■ ASSIGNMENT
Tally up how many lines in the listing below contain the string "query", and give only the total.

>>>>>

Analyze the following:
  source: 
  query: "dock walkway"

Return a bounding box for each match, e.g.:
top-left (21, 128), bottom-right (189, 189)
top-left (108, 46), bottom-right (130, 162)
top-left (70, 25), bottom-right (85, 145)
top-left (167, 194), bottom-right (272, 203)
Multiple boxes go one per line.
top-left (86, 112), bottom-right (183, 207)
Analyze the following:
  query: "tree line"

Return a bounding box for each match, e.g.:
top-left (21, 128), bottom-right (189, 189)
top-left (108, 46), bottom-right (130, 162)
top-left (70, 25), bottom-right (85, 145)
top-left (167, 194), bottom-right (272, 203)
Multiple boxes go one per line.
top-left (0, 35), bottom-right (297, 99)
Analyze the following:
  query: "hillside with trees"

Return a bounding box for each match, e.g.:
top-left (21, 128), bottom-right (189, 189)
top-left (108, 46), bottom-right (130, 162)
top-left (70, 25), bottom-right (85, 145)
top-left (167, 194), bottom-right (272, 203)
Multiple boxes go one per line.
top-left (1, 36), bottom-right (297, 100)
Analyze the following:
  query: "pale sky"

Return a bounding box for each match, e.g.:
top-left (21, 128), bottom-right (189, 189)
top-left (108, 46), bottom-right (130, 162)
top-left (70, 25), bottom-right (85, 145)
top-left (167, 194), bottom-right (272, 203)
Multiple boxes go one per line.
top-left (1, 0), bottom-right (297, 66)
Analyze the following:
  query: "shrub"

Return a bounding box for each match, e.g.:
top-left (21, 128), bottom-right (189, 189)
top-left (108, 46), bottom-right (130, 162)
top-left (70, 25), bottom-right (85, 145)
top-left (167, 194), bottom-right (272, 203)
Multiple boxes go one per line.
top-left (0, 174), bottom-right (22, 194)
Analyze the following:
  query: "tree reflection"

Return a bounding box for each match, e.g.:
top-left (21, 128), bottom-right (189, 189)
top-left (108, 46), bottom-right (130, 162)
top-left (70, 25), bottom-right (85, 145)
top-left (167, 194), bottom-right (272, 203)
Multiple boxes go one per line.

<<<<<

■ RESPONSE TO THIS TASK
6